**Task material**
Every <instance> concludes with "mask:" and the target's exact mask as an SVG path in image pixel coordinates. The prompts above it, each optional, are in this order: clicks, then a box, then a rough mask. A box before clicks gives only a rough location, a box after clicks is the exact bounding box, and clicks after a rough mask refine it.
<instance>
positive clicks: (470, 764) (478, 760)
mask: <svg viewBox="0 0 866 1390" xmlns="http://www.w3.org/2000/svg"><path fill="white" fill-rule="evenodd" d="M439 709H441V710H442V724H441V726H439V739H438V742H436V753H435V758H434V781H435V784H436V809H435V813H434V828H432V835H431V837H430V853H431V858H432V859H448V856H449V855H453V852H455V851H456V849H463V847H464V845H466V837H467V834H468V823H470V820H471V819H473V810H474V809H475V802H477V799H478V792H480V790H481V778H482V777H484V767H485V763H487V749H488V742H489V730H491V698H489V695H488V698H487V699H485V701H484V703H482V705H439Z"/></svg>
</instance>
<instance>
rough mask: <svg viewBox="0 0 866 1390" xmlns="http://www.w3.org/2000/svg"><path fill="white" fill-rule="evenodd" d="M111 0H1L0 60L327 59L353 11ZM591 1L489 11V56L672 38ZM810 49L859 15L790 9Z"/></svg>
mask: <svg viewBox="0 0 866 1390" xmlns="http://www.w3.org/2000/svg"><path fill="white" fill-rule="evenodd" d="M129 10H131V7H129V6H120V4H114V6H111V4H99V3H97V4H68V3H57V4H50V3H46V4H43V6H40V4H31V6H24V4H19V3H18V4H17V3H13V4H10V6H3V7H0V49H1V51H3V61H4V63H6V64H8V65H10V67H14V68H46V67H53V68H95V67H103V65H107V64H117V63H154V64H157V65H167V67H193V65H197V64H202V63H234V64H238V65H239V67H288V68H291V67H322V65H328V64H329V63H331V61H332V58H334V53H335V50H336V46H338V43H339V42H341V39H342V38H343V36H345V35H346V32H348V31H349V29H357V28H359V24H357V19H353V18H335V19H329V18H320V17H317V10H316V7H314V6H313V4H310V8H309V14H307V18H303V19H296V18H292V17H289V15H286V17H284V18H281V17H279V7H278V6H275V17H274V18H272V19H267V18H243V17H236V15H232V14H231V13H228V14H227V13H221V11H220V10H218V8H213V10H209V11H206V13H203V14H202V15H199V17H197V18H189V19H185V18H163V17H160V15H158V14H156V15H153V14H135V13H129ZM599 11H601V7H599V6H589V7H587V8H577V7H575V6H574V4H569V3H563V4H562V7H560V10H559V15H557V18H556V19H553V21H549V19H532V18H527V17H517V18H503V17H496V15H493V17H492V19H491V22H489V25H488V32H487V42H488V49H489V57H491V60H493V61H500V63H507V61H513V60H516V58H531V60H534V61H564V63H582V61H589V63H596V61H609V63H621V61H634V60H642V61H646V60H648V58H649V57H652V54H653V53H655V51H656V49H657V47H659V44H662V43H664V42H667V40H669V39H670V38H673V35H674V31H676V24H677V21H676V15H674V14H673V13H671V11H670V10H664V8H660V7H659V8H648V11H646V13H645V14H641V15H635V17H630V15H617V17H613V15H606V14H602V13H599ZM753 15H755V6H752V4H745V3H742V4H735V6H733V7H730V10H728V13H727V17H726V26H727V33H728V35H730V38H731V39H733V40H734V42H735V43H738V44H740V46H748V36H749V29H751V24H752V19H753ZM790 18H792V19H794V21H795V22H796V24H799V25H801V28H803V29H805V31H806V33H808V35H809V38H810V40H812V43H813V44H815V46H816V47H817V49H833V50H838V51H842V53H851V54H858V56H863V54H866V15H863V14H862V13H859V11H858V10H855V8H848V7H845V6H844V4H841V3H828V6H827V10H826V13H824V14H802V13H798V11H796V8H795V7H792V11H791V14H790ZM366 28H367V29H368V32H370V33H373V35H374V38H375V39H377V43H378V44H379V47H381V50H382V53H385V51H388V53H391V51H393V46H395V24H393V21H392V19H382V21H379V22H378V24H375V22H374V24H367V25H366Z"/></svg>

**What you have to do**
Each line in the data where the string "instance" occurs should be identified and copied.

**Answer space**
Every <instance> concludes with "mask:" and the target's exact mask as an SVG path in image pixel coordinates. The prompts above it, each optional, are in this order: clicks, then a box, then a rough mask. A box before clicks gives only a rough location, a box after clicks is the exact bounding box, and clicks after a rough mask refine it.
<instance>
</instance>
<instance>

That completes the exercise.